(Given entries)

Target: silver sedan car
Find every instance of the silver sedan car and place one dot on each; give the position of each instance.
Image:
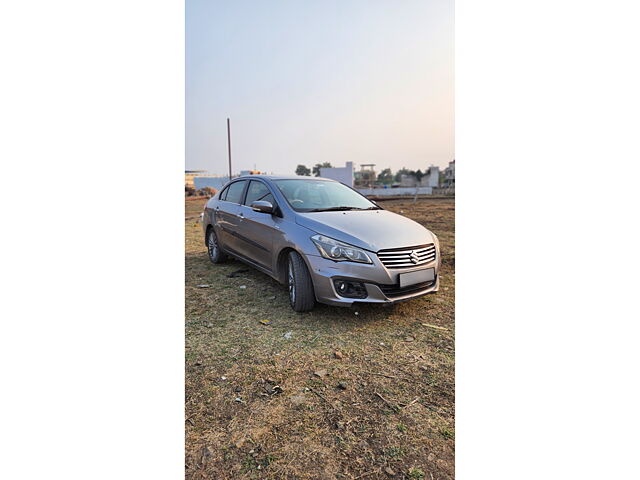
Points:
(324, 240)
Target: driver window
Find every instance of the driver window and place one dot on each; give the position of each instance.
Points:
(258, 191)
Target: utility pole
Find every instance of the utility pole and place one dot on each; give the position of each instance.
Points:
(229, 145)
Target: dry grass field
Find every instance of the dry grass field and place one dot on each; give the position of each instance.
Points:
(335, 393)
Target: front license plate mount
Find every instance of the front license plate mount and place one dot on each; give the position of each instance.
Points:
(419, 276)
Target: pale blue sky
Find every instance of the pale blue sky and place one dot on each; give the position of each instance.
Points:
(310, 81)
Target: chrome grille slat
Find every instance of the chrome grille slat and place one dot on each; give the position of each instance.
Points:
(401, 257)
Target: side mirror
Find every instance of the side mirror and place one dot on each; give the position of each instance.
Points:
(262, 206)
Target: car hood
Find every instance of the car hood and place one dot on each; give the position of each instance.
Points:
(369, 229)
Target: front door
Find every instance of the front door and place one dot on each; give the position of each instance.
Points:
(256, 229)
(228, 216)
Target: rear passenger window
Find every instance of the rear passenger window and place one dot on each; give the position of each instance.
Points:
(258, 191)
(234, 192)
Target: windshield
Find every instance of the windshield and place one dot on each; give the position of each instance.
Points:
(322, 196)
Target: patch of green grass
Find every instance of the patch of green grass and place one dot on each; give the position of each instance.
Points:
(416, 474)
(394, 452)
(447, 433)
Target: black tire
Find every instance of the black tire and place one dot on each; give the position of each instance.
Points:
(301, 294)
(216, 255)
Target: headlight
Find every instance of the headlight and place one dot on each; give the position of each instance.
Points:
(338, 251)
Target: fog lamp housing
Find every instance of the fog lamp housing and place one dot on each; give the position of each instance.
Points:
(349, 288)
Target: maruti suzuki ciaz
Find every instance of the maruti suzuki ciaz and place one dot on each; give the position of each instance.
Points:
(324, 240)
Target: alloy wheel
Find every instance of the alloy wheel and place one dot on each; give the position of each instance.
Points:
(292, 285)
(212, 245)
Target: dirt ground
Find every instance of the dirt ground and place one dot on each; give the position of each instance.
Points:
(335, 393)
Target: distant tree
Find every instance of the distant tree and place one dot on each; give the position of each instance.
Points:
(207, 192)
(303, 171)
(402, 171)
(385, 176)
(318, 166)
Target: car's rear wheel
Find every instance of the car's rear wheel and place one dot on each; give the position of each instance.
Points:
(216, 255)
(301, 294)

(End Given entries)
(Given entries)

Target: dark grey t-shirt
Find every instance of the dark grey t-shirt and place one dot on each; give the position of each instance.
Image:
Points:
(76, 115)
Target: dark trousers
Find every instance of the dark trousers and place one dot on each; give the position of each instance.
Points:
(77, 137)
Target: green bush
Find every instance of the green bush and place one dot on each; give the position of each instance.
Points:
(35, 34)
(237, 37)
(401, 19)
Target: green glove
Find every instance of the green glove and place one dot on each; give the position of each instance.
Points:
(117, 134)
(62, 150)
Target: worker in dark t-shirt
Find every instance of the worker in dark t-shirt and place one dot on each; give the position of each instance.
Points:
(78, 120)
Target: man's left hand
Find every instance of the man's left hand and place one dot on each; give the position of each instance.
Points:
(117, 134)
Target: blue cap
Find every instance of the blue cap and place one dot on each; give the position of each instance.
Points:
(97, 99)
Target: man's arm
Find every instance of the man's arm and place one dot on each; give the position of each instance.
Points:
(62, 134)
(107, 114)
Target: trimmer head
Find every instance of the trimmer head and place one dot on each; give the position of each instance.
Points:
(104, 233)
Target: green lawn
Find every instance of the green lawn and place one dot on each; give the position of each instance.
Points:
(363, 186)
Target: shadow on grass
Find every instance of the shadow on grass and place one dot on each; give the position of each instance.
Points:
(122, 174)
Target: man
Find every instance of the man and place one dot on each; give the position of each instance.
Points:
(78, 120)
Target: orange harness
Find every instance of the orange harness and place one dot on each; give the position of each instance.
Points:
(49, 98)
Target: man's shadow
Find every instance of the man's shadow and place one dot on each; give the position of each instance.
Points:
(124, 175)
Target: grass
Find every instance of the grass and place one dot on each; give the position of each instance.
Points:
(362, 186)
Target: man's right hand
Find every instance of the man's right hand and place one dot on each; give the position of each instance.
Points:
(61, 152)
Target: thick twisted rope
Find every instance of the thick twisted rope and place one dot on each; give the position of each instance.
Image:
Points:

(End Given entries)
(Given entries)

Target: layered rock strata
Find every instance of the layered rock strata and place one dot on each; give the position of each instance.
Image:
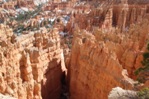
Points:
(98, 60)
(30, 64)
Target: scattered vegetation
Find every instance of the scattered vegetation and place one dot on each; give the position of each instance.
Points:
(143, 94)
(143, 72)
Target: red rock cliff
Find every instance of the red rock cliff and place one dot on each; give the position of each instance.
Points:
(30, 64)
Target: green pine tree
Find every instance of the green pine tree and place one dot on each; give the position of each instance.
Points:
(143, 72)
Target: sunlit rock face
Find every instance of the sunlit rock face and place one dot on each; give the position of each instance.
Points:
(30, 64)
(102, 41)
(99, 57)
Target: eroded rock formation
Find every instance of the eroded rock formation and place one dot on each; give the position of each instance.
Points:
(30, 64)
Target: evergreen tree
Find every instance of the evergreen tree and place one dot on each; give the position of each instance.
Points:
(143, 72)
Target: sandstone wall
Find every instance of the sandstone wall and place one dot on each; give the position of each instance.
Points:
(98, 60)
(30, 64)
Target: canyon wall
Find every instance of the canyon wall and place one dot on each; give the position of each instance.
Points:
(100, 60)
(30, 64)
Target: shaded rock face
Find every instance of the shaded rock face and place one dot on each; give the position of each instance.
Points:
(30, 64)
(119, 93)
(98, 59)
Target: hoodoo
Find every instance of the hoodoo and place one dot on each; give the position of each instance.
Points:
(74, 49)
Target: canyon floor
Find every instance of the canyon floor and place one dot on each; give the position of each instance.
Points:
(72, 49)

(End Given entries)

▶ **Aim of the task**
Copy the lines above exactly. Start with the line containing "Find every instance of the shadow", end with the line containing "Target: grass", and include both.

▶ **Answer space**
Find every instance of the shadow on grass and place one dot on each; give the position of each instance.
Points:
(122, 174)
Target: man
Find every instance of the man and place one dot on each; give the position of each instance.
Points:
(78, 120)
Target: orange harness
Find every instance of the orange harness and place one dot on each; give the position of each instance.
Points:
(49, 98)
Target: man's shadow
Find every instance of the man's shadow and place one dot on each; give the position of each instance.
Points:
(124, 175)
Target: grass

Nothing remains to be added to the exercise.